YOUR TASK: Give back the lines below exactly, but do not include any pictures.
----
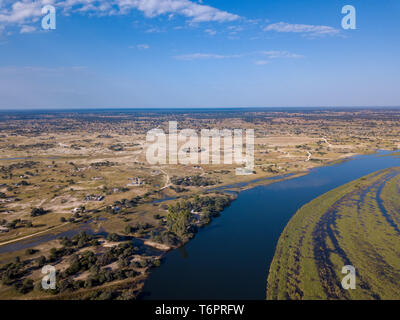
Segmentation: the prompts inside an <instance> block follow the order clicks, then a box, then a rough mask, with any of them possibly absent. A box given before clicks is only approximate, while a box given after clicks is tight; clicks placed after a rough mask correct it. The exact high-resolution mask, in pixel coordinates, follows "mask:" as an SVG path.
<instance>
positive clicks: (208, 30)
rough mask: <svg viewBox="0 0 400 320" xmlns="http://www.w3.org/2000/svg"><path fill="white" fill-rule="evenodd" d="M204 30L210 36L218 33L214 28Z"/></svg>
mask: <svg viewBox="0 0 400 320" xmlns="http://www.w3.org/2000/svg"><path fill="white" fill-rule="evenodd" d="M204 32H206V33H208V34H209V35H210V36H215V35H216V34H217V31H215V30H213V29H206V30H204Z"/></svg>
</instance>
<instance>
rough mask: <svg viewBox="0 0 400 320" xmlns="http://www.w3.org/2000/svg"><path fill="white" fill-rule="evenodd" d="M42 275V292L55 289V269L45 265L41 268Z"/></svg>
mask: <svg viewBox="0 0 400 320" xmlns="http://www.w3.org/2000/svg"><path fill="white" fill-rule="evenodd" d="M42 274H45V276H44V277H43V278H42V288H43V289H44V290H49V289H55V288H56V268H54V267H53V266H50V265H47V266H44V267H43V268H42Z"/></svg>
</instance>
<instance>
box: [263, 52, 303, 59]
mask: <svg viewBox="0 0 400 320" xmlns="http://www.w3.org/2000/svg"><path fill="white" fill-rule="evenodd" d="M261 54H263V55H266V56H268V58H270V59H276V58H294V59H298V58H304V56H302V55H300V54H296V53H291V52H289V51H274V50H271V51H262V52H261Z"/></svg>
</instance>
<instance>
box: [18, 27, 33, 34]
mask: <svg viewBox="0 0 400 320" xmlns="http://www.w3.org/2000/svg"><path fill="white" fill-rule="evenodd" d="M34 31H36V28H35V27H32V26H22V28H21V30H20V31H19V32H20V33H31V32H34Z"/></svg>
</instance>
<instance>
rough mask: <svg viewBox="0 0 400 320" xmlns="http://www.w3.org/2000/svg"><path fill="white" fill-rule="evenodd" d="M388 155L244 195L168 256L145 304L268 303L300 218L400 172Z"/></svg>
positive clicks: (373, 157) (356, 161) (276, 182)
mask: <svg viewBox="0 0 400 320" xmlns="http://www.w3.org/2000/svg"><path fill="white" fill-rule="evenodd" d="M386 154H390V152H383V151H381V152H379V153H378V154H375V155H366V156H357V157H354V158H352V159H351V160H349V161H346V162H344V163H341V164H337V165H333V166H327V167H321V168H317V169H313V170H311V171H310V173H309V174H308V175H306V176H303V177H299V178H295V179H290V180H286V181H281V182H276V183H273V184H271V185H268V186H258V187H255V188H253V189H249V190H246V191H243V192H241V193H240V194H239V196H238V198H237V200H236V201H234V202H233V203H232V205H231V206H230V207H229V208H227V209H226V210H225V211H224V212H222V213H221V217H219V218H217V219H214V220H213V222H212V223H211V224H210V225H209V226H207V227H205V228H203V229H201V230H200V231H199V233H198V234H197V235H196V237H195V239H193V240H192V241H190V242H189V243H188V244H187V245H186V246H185V247H183V248H180V249H177V250H174V251H171V252H170V253H168V254H167V256H166V259H165V261H164V262H163V264H162V265H161V267H160V268H158V269H154V270H153V271H152V273H151V275H150V277H149V279H148V280H147V282H146V284H145V288H144V299H171V300H173V299H194V300H197V299H245V300H247V299H256V300H257V299H265V297H266V282H267V276H268V270H269V266H270V263H271V260H272V258H273V255H274V251H275V246H276V244H277V241H278V239H279V236H280V234H281V232H282V231H283V229H284V227H285V225H286V224H287V223H288V221H289V220H290V218H291V217H292V216H293V215H294V213H296V211H297V210H298V209H299V208H300V207H301V206H302V205H304V204H306V203H307V202H309V201H311V200H312V199H314V198H315V197H317V196H319V195H321V194H323V193H325V192H327V191H329V190H331V189H333V188H336V187H338V186H340V185H342V184H344V183H347V182H349V181H351V180H354V179H357V178H360V177H362V176H364V175H367V174H369V173H372V172H374V171H377V170H380V169H384V168H388V167H393V166H400V158H399V157H398V156H382V155H386Z"/></svg>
----
PROBLEM SOLUTION:
Segmentation: the prompts inside an <instance> block follow the order clicks, then a box, then a rough mask, with any of them possibly absent. A box given before clicks is only approximate, while a box given after clicks is tight; clicks placed after a rough mask correct it. The exact high-resolution mask, in pixel coordinates, follows "mask:" as an SVG path.
<instance>
positive clicks: (208, 30)
rough mask: <svg viewBox="0 0 400 320" xmlns="http://www.w3.org/2000/svg"><path fill="white" fill-rule="evenodd" d="M204 30L210 36L218 33L214 28Z"/></svg>
mask: <svg viewBox="0 0 400 320" xmlns="http://www.w3.org/2000/svg"><path fill="white" fill-rule="evenodd" d="M204 32H206V33H208V34H209V35H210V36H215V35H216V34H217V31H215V30H213V29H206V30H204Z"/></svg>
</instance>
<instance>
rough mask: <svg viewBox="0 0 400 320" xmlns="http://www.w3.org/2000/svg"><path fill="white" fill-rule="evenodd" d="M42 275V292L55 289V269L45 265L41 268Z"/></svg>
mask: <svg viewBox="0 0 400 320" xmlns="http://www.w3.org/2000/svg"><path fill="white" fill-rule="evenodd" d="M42 274H45V276H44V277H43V278H42V288H43V289H44V290H49V289H55V288H56V268H54V267H53V266H50V265H47V266H44V267H43V268H42Z"/></svg>
</instance>
<instance>
box: [263, 52, 303, 59]
mask: <svg viewBox="0 0 400 320" xmlns="http://www.w3.org/2000/svg"><path fill="white" fill-rule="evenodd" d="M261 54H263V55H266V56H268V58H270V59H276V58H294V59H298V58H304V56H302V55H300V54H296V53H291V52H289V51H274V50H271V51H262V52H261Z"/></svg>
</instance>
<instance>
box: [18, 27, 33, 34]
mask: <svg viewBox="0 0 400 320" xmlns="http://www.w3.org/2000/svg"><path fill="white" fill-rule="evenodd" d="M34 31H36V28H35V27H32V26H22V28H21V30H20V31H19V32H20V33H31V32H34Z"/></svg>
</instance>
<instance>
rough mask: <svg viewBox="0 0 400 320" xmlns="http://www.w3.org/2000/svg"><path fill="white" fill-rule="evenodd" d="M388 155L244 195L168 256L145 304L268 303L300 218L400 172Z"/></svg>
positive clicks: (373, 157) (356, 161) (276, 182)
mask: <svg viewBox="0 0 400 320" xmlns="http://www.w3.org/2000/svg"><path fill="white" fill-rule="evenodd" d="M386 154H390V152H383V151H381V152H379V153H378V154H375V155H366V156H357V157H354V158H352V159H351V160H349V161H346V162H344V163H341V164H337V165H333V166H327V167H321V168H317V169H313V170H311V171H310V173H309V174H308V175H306V176H303V177H299V178H295V179H290V180H286V181H281V182H276V183H273V184H271V185H268V186H258V187H255V188H253V189H249V190H246V191H243V192H241V193H240V194H239V196H238V198H237V200H236V201H234V202H233V203H232V205H231V206H230V207H229V208H227V209H226V210H225V211H224V212H222V213H221V217H219V218H217V219H214V220H213V222H212V223H211V224H210V225H209V226H207V227H205V228H203V229H201V230H200V231H199V233H198V234H197V235H196V237H195V239H193V240H192V241H190V242H189V243H188V244H187V245H186V246H185V247H183V248H180V249H177V250H174V251H171V252H170V253H168V254H167V256H166V259H165V261H164V262H163V264H162V265H161V267H160V268H158V269H154V270H153V271H152V273H151V275H150V277H149V279H148V280H147V282H146V284H145V288H144V299H171V300H173V299H194V300H197V299H245V300H247V299H256V300H257V299H265V297H266V282H267V276H268V270H269V266H270V263H271V260H272V258H273V255H274V251H275V246H276V244H277V241H278V239H279V236H280V234H281V232H282V231H283V229H284V227H285V225H286V224H287V223H288V221H289V220H290V218H291V217H292V216H293V215H294V213H296V211H297V210H298V209H299V208H300V207H301V206H302V205H304V204H306V203H307V202H309V201H311V200H312V199H314V198H315V197H317V196H319V195H321V194H323V193H325V192H327V191H329V190H331V189H333V188H336V187H338V186H340V185H342V184H344V183H347V182H349V181H351V180H354V179H357V178H360V177H362V176H364V175H367V174H369V173H372V172H374V171H377V170H380V169H384V168H388V167H393V166H400V158H399V157H398V156H382V155H386Z"/></svg>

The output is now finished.